Selected text Block Start

Sarkozy is the first French president ever to visit the country which has in the past demanded huge reparations from France to compensate for slavery-era exploitation before Haitian independence two centuries ago

He told a news conference that an extra €100 million ($136 million) was being made available to help reconstruction efforts, bringing France's contribution to the the aid effort to €320 million.

Sarkozy was scheduled to meet with Haitian President Rene Preval and Prime Minister Jean-Max Bellerive and take a helicopter tour of earthquake-devastated zones, Sarkozy's office said.

He also planned to tour a French Civil Security hospital and meet with French teams and injured Haitians, his office said. He planned to meet members of the government involved in reconstruction and members of the United Nations mission in Haiti.

Sarkozy's trip was scheduled to last less than five hours, after which he planned to go to the French island of Martinique for an overnight stay. Thursday, Sarkozy planned to visit French Guiana on South America's northeastern coast before returning home, his office said.

Sarkozy is the first European head of state to visit Haiti since the January 12 earthquake, Agence France-Presse reported.

France has had close cultural ties with its former colony since independence, but diplomatic relations have sometimes been fraught, with Paris occasionally expressing concerns over instability in the Caribbean nation.

In 2004, France called for the resignation of then president Jean Bertrand Arstide, who was subsequently ousted in a 2004 rebellion, after his government demanded that France pay $21 billion in reparations.

Selected text Block End

Reproduce word for word the passage of the news report on Sarkozy's Haiti visit that runs from "He also planned" up to and including "the Caribbean nation.".

Dataset content Block Start

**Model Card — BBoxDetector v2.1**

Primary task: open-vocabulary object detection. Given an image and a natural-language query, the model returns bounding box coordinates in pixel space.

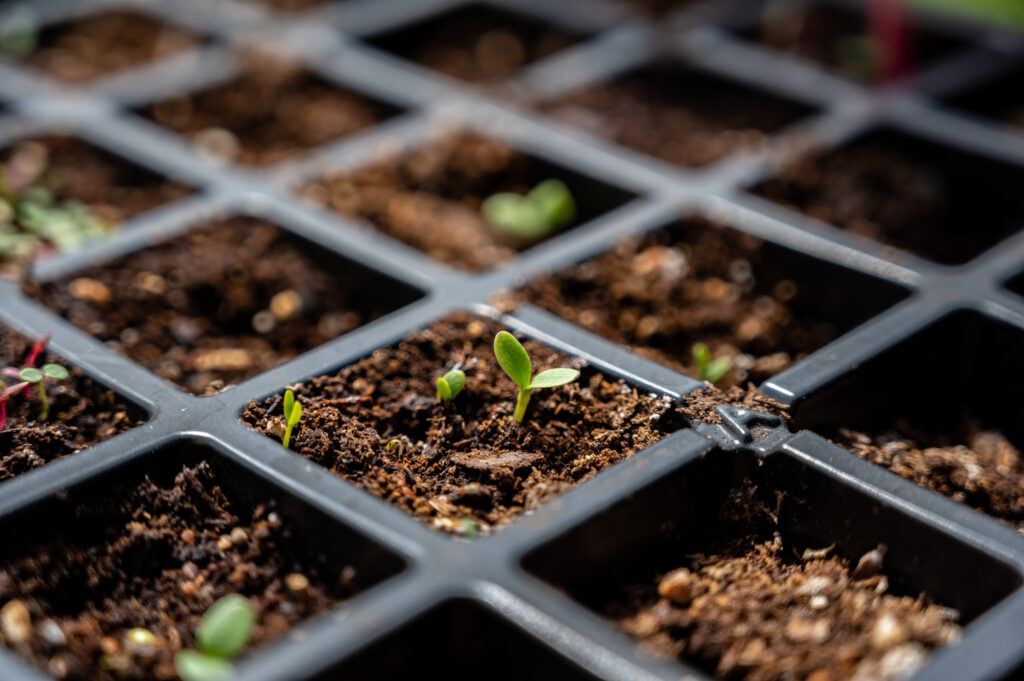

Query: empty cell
[0,327,145,480]
[743,0,963,81]
[368,4,584,84]
[0,440,403,681]
[513,218,905,386]
[542,63,814,167]
[794,311,1024,529]
[25,216,420,394]
[9,10,200,83]
[242,312,686,537]
[315,599,597,681]
[753,128,1024,265]
[524,452,1020,681]
[138,53,399,166]
[299,132,634,270]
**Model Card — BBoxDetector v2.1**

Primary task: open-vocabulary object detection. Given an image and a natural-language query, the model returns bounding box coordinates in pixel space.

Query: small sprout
[437,369,466,402]
[495,331,580,423]
[693,343,732,383]
[481,179,577,241]
[174,594,256,681]
[281,390,302,450]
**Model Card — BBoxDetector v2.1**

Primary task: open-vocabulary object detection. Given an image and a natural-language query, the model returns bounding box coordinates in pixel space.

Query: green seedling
[174,594,256,681]
[437,369,466,402]
[481,179,577,241]
[281,390,302,450]
[693,343,732,383]
[495,331,580,423]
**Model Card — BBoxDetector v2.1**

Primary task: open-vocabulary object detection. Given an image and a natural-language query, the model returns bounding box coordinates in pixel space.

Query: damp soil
[300,133,628,271]
[830,420,1024,534]
[0,135,191,223]
[754,129,1024,264]
[0,327,145,481]
[24,217,415,394]
[602,480,961,681]
[542,65,811,167]
[746,2,961,80]
[24,10,198,83]
[512,218,838,388]
[139,53,397,166]
[243,313,686,536]
[370,5,583,84]
[0,462,354,681]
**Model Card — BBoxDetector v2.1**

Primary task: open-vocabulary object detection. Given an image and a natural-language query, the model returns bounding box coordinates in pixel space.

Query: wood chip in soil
[0,327,145,481]
[0,463,354,681]
[831,420,1024,534]
[507,219,837,388]
[542,65,809,167]
[140,52,395,166]
[603,481,961,681]
[24,217,415,394]
[24,10,197,83]
[243,313,686,534]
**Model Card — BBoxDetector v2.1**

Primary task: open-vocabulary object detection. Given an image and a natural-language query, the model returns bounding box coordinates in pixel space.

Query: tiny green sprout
[495,331,580,423]
[174,594,256,681]
[437,369,466,402]
[481,179,577,240]
[18,365,68,421]
[281,390,302,450]
[693,343,732,383]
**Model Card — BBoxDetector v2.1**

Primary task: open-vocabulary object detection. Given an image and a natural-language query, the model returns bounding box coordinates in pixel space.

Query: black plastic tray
[0,0,1024,681]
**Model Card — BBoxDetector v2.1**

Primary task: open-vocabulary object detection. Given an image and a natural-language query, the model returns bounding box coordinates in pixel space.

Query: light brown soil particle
[25,10,197,83]
[243,313,686,534]
[25,217,415,394]
[0,327,145,481]
[0,463,352,681]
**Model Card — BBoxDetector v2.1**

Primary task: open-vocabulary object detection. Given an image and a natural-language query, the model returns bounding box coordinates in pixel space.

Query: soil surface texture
[0,327,145,481]
[243,313,686,537]
[301,133,610,270]
[24,10,197,83]
[833,421,1024,534]
[543,66,808,167]
[605,481,961,681]
[371,6,581,84]
[512,219,837,387]
[751,2,958,80]
[140,54,395,166]
[0,463,353,681]
[25,217,407,394]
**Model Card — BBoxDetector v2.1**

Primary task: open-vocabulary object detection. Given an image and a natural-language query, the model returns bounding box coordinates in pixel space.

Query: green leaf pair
[693,343,732,383]
[481,179,577,241]
[281,390,302,450]
[437,369,466,402]
[174,594,256,681]
[495,331,580,423]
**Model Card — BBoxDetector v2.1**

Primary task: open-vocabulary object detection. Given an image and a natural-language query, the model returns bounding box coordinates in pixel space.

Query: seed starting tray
[0,0,1024,681]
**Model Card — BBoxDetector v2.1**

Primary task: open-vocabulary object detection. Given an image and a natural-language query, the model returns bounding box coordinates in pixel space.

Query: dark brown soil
[243,313,686,535]
[833,421,1024,533]
[140,54,395,166]
[0,135,191,223]
[301,133,615,270]
[25,10,197,83]
[370,5,582,84]
[25,217,415,394]
[514,219,837,387]
[605,481,961,681]
[0,327,145,480]
[754,130,1024,264]
[543,65,810,167]
[0,463,352,681]
[751,3,959,80]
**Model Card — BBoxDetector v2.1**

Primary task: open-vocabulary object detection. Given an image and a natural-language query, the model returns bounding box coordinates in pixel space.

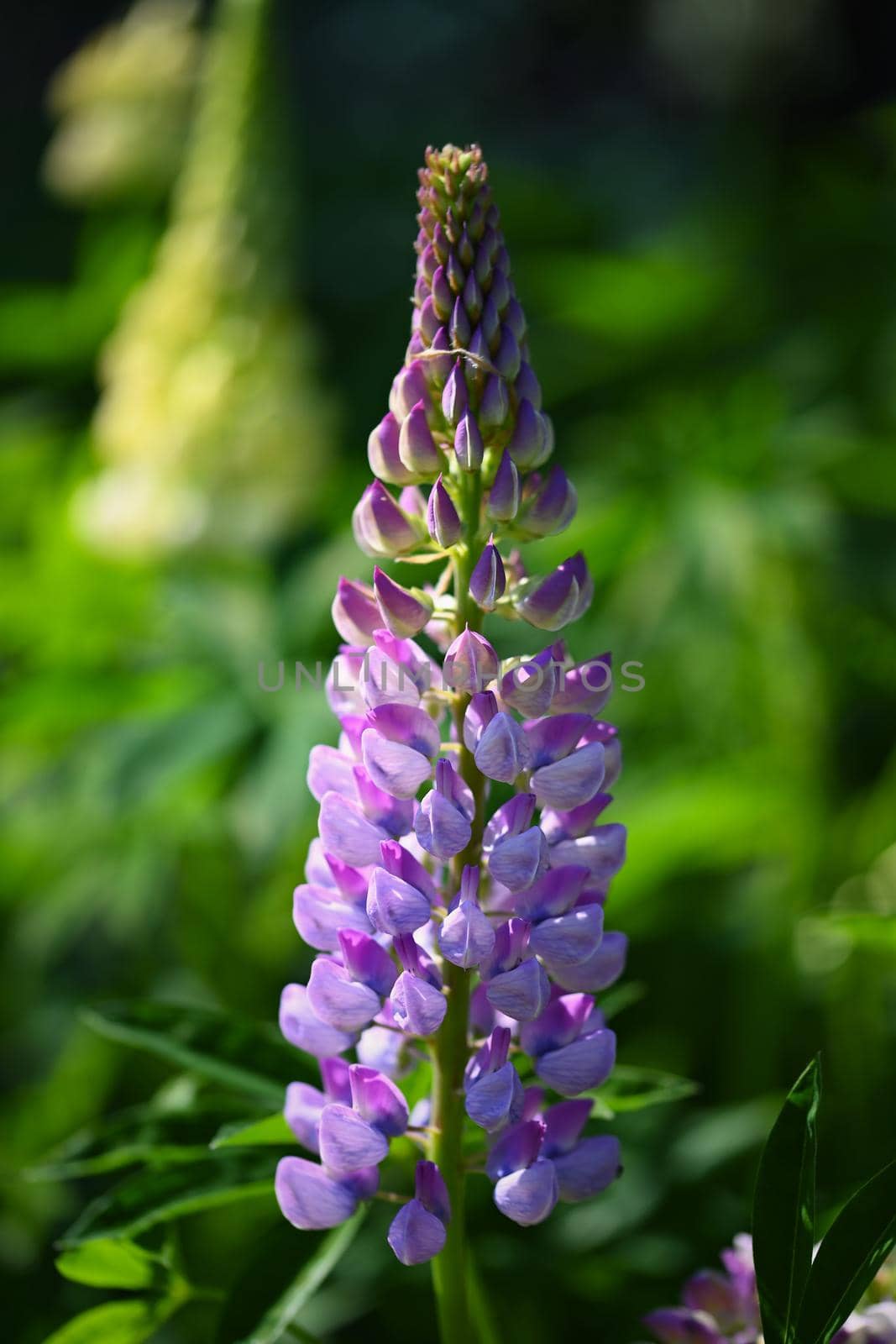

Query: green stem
[430,472,485,1344]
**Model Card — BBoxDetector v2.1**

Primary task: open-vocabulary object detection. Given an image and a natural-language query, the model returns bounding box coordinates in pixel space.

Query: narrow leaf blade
[240,1205,368,1344]
[752,1059,820,1344]
[797,1161,896,1344]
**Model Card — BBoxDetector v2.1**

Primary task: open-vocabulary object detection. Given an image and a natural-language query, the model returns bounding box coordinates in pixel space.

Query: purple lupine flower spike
[275,145,631,1268]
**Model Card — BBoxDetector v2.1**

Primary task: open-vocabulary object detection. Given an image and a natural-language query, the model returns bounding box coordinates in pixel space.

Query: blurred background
[0,0,896,1344]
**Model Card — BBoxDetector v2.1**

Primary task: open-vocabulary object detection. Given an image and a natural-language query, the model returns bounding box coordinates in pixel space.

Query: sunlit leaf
[795,1163,896,1344]
[752,1059,820,1344]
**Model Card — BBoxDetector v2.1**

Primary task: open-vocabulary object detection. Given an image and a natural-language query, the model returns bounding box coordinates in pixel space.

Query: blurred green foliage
[0,0,896,1344]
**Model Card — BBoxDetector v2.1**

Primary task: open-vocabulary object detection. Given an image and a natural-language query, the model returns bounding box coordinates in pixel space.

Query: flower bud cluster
[277,146,626,1265]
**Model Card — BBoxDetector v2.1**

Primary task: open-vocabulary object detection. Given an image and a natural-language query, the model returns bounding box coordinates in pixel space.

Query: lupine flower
[277,146,626,1290]
[643,1232,896,1344]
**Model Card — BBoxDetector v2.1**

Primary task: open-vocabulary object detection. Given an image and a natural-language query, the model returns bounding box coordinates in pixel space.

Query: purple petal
[551,822,626,882]
[486,957,550,1016]
[529,906,603,974]
[280,985,354,1059]
[391,970,448,1037]
[274,1158,358,1231]
[532,742,603,811]
[542,1098,592,1161]
[495,1158,558,1227]
[643,1306,726,1344]
[367,869,430,936]
[307,957,380,1032]
[348,1064,407,1138]
[438,900,495,970]
[466,1062,522,1134]
[385,1199,446,1265]
[414,789,471,860]
[284,1084,327,1153]
[536,1028,616,1097]
[553,1134,621,1205]
[367,704,441,757]
[551,930,629,993]
[489,827,549,891]
[338,929,396,999]
[474,714,529,784]
[293,885,371,952]
[361,728,432,798]
[318,793,388,869]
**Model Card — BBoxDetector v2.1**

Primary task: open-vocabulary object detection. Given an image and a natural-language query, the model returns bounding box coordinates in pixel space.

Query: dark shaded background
[0,0,896,1344]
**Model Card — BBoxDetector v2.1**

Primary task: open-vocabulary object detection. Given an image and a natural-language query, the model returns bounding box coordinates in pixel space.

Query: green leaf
[45,1299,180,1344]
[584,1064,700,1116]
[56,1238,170,1292]
[60,1151,275,1247]
[234,1205,368,1344]
[83,1001,305,1107]
[752,1058,820,1344]
[795,1161,896,1344]
[24,1097,246,1180]
[210,1111,296,1149]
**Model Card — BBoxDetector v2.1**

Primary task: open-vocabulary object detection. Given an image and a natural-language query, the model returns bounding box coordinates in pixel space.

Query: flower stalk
[277,145,626,1344]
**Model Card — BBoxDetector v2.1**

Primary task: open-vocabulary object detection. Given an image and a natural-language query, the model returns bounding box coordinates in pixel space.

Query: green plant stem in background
[430,473,484,1344]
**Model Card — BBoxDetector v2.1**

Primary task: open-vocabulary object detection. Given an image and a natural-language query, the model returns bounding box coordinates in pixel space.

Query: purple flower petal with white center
[317,793,388,869]
[486,957,550,1016]
[307,746,358,802]
[513,864,591,919]
[380,840,438,905]
[361,728,432,798]
[354,764,414,840]
[274,1158,358,1231]
[398,401,442,480]
[385,1199,446,1265]
[348,1064,408,1138]
[426,475,464,549]
[367,867,430,936]
[495,1158,558,1227]
[482,793,535,849]
[470,536,506,612]
[284,1084,329,1153]
[293,883,372,952]
[414,789,471,858]
[464,690,498,751]
[643,1306,726,1344]
[438,900,495,970]
[489,827,549,891]
[474,714,529,784]
[318,1102,388,1173]
[442,625,498,695]
[361,704,442,757]
[307,957,380,1032]
[529,906,603,974]
[466,1062,522,1134]
[338,929,396,999]
[549,932,629,993]
[374,564,432,640]
[525,714,591,770]
[531,742,603,809]
[551,822,626,882]
[553,1134,621,1205]
[520,995,603,1057]
[540,790,612,844]
[332,578,383,647]
[280,985,354,1059]
[500,645,558,719]
[391,970,448,1037]
[536,1026,616,1097]
[542,1098,592,1160]
[551,654,612,715]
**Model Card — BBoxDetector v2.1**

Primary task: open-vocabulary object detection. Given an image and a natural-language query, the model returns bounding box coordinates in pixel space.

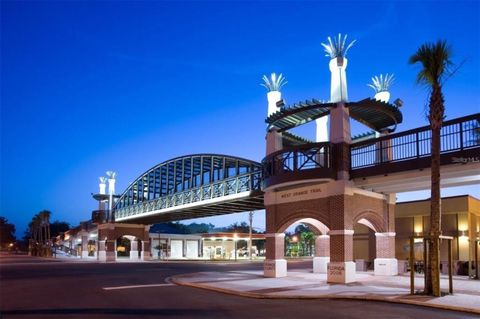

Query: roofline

Dataset content Block End

* Your solution:
He also planned to tour a French Civil Security hospital and meet with French teams and injured Haitians, his office said. He planned to meet members of the government involved in reconstruction and members of the United Nations mission in Haiti.

Sarkozy's trip was scheduled to last less than five hours, after which he planned to go to the French island of Martinique for an overnight stay. Thursday, Sarkozy planned to visit French Guiana on South America's northeastern coast before returning home, his office said.

Sarkozy is the first European head of state to visit Haiti since the January 12 earthquake, Agence France-Presse reported.

France has had close cultural ties with its former colony since independence, but diplomatic relations have sometimes been fraught, with Paris occasionally expressing concerns over instability in the Caribbean nation.